SELECTED PASSAGE -
Coordinated omission
    Coordinated omission is a real problem. All of the benchmark clients that I use suffer from it, yet they are still useful. Two things prevent me from doing open-loop benchmarks. First, the benchmark clients I use don’t support it and it takes work to implement a new benchmark client and incorporate it into my workflow. Second, an open-loop benchmark takes more work to setup as I need to discover an arrival rate that the DBMS can handle — or I need a more complicated client that can discover it for me. One day I will use open-loop clients.
Response time constraints
    The db_bench benchmark client for RocksDB doesn't have an option to use response time constraints (ignore responses slower than X ms). Another problem is computing throughput without a response time constraint. More concurrency usually means more throughput, but it also means worse response time and more response time outliers. Those slow responses should not be counted. Most of the benchmark clients that I use don’t enforce a response time SLA. Such an SLA is more work, you need to select a reasonable value, but I hope to improve with this. I hope to add them to db_bench.

(Dataset excerpt)
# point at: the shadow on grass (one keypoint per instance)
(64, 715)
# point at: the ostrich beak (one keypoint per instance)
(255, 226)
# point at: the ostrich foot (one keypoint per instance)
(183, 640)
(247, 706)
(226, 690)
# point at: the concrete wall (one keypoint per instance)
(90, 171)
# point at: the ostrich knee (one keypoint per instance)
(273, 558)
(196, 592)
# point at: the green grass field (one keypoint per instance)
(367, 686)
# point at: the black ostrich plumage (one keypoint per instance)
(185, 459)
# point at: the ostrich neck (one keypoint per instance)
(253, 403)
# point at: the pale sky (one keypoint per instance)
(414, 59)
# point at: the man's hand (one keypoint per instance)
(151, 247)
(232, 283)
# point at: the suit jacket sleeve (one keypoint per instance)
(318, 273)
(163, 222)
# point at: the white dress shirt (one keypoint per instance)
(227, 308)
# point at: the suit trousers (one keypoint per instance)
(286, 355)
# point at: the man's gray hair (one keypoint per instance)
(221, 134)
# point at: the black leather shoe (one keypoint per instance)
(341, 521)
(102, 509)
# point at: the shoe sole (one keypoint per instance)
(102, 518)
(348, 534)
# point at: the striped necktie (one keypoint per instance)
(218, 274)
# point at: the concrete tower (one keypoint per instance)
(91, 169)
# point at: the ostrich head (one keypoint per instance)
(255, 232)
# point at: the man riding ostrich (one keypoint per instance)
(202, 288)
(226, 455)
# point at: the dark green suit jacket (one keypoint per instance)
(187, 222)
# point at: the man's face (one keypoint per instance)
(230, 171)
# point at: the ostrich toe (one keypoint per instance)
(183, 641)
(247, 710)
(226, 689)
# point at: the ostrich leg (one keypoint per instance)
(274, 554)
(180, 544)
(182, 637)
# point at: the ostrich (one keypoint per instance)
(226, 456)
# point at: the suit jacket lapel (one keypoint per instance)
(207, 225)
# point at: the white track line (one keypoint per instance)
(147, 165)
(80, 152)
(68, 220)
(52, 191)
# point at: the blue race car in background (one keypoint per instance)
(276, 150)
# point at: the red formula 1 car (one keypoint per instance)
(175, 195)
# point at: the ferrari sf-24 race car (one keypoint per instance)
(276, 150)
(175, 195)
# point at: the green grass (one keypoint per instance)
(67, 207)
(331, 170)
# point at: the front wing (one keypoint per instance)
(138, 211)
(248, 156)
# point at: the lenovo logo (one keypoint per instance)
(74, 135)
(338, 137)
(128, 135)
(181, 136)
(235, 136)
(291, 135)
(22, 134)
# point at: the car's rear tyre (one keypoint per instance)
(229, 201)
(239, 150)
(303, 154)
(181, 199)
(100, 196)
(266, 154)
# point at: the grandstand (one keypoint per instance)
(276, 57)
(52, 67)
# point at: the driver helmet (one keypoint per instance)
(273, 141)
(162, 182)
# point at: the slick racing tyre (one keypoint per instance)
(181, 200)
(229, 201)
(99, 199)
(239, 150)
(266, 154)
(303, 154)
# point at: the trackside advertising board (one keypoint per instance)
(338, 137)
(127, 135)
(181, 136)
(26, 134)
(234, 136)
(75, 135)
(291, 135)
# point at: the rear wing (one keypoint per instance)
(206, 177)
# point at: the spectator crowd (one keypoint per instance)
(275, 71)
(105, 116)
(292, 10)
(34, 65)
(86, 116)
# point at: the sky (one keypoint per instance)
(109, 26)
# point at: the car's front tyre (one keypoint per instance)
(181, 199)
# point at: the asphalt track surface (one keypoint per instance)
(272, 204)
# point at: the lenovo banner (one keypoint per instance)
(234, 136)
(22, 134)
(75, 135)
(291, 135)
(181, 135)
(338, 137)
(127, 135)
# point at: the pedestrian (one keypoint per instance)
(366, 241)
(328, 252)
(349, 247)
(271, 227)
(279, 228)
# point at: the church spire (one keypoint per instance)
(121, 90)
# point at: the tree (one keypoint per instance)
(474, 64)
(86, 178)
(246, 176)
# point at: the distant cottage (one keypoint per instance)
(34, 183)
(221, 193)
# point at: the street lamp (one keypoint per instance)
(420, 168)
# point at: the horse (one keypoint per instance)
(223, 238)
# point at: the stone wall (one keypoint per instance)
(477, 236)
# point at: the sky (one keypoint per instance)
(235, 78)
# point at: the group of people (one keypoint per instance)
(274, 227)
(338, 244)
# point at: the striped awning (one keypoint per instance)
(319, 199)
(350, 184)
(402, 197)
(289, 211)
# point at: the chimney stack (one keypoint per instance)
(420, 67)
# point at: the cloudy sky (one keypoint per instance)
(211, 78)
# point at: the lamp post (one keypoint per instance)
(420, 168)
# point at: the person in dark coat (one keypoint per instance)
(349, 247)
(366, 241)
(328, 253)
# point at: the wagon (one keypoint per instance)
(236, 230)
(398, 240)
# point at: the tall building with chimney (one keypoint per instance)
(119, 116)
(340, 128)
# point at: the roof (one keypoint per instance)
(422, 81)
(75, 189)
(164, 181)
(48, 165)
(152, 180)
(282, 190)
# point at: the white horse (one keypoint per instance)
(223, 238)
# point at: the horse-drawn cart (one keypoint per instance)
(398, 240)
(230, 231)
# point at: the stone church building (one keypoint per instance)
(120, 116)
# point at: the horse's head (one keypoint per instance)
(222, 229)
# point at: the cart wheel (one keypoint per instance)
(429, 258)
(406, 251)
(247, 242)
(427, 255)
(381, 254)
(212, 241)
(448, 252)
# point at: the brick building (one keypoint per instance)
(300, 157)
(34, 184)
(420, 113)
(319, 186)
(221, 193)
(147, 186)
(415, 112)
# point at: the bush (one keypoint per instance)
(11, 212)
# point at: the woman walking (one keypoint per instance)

TASKS AND EXERCISES -
**a)** List the effects that the benchmarking passage attributes to more concurrency.
**b)** Carry on the benchmarking passage from its final sentence.

RESULTS IN ORDER -
**a)** More throughput, worse response time, and more response time outliers.

**b)**
Single node
    Most of my testing runs the client and server on the same server. While I prefer to use separate servers for client & server when the DBMS supports it, that introduces the risk of perf variance because I will be sharing the network.
Stable platform
    I use HW at work, in the public cloud and my home test cluster. My work HW has value-added services that consume a variable and occasionally significant amount of compute and storage so I am wary of using it for low-concurrency benchmarks. Public cloud HW means I am using a VM and might be sharing compute and storage with noisy neighbors so I found a way to reduce the CPU variance by using the largest number of CPUs for a given instance type and disabling HT. From quick tests with fio there wasn't much variance in the cloud block storage I chose. My home HW is the most stable after I disabled HT and turbo boost. Alas, it is also the least capable — 4 CPUs, 16G of RAM.
Compare things 
    I rarely test one thing in isolation because the results are hard to interpret. So I do A/B or even A/B/C/D/... testing where these represent different DBMS, different versions of the same DBMS or different configurations for one version of one DBMS.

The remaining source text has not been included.